Entries taken from a collection.
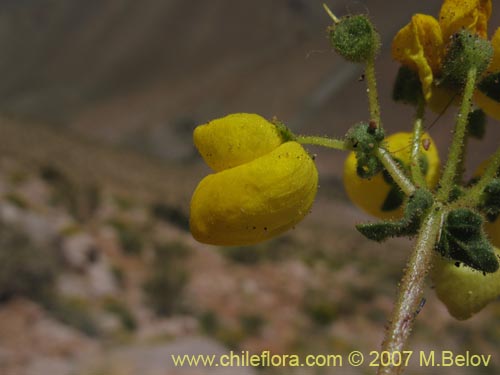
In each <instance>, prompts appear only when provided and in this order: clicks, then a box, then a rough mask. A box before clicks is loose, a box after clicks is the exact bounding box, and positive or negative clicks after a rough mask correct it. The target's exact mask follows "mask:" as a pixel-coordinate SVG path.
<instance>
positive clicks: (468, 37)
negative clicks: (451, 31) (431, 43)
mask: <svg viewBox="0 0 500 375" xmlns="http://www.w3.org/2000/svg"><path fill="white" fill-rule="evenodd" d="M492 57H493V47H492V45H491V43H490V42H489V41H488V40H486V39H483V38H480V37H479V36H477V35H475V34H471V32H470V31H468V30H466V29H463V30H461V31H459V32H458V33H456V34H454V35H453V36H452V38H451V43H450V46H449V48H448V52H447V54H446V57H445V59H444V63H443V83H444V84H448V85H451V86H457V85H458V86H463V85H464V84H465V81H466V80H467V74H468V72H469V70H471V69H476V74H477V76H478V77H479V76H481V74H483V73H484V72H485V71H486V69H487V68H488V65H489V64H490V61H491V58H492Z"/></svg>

* * *

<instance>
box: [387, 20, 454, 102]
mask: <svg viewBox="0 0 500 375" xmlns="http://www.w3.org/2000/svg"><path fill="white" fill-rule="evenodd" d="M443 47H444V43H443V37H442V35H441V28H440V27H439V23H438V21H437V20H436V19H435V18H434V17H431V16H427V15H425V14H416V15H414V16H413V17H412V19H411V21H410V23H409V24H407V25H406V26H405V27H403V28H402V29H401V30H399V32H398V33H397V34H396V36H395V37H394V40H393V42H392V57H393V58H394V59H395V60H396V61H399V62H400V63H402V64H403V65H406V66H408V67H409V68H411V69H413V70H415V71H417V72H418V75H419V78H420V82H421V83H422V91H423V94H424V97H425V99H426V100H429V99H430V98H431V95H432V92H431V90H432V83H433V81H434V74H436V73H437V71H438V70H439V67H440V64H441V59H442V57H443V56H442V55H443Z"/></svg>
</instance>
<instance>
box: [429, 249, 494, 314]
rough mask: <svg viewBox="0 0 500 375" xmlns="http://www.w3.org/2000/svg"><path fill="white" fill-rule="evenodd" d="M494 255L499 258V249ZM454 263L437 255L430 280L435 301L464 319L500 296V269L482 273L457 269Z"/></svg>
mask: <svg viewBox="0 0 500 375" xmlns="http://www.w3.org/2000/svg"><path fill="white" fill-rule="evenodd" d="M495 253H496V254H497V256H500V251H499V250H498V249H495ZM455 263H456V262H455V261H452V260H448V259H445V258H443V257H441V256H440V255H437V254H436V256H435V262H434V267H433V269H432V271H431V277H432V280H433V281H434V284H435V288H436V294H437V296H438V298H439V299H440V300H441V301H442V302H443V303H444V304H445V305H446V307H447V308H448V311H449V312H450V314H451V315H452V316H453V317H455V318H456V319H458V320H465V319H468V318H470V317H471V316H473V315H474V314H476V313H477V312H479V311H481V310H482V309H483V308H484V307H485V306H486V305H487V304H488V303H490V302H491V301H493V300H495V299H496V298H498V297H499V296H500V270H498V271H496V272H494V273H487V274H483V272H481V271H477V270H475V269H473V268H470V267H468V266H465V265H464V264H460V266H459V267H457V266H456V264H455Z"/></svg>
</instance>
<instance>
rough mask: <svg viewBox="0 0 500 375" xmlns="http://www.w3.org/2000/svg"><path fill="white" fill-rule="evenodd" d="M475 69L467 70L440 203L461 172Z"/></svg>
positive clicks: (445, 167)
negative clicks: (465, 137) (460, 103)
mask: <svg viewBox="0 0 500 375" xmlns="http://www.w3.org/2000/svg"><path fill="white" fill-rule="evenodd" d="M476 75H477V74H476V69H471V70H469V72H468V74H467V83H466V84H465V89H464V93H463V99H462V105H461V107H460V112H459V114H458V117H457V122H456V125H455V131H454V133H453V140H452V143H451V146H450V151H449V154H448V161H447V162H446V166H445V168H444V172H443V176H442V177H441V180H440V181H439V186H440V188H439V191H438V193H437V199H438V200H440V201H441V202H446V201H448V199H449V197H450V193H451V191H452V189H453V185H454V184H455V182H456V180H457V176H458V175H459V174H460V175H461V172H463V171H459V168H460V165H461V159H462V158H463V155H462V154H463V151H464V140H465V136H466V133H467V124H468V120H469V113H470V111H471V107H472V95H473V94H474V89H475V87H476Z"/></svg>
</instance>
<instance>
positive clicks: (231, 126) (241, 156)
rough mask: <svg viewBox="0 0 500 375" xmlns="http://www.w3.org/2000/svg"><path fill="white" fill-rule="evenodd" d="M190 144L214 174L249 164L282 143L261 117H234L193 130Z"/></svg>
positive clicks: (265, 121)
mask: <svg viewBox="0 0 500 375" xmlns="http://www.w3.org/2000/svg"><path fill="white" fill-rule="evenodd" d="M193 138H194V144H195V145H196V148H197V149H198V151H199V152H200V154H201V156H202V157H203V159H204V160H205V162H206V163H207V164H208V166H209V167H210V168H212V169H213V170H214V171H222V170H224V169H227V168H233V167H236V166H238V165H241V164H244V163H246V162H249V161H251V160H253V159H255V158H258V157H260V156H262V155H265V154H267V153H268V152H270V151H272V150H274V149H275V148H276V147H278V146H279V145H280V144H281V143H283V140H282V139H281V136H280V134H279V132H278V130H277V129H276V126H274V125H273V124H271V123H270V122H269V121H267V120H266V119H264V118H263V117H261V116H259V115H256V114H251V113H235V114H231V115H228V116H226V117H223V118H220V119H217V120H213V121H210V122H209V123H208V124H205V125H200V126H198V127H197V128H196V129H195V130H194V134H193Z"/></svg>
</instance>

Exercise details.
Rewrite the lines above as a numbered list with blank lines omitted, starting at the line that contains "In each <instance>, prompts" and ending with the line that contains "negative clicks: (451, 31) (431, 43)". Include only those lines.

Solution for this problem.
1. In each <instance>, prompts appear only when provided and in this order: clicks, then a box, then a rough mask. A box before clicks is loose, a box after clicks is the exact bounding box, and positive or negative clicks after a rough mask correct it. The target's exact mask follows "mask:" as a pixel-coordinate SVG path.
2. <instance>
3. positive clicks: (468, 37)
4. negative clicks: (451, 31) (431, 43)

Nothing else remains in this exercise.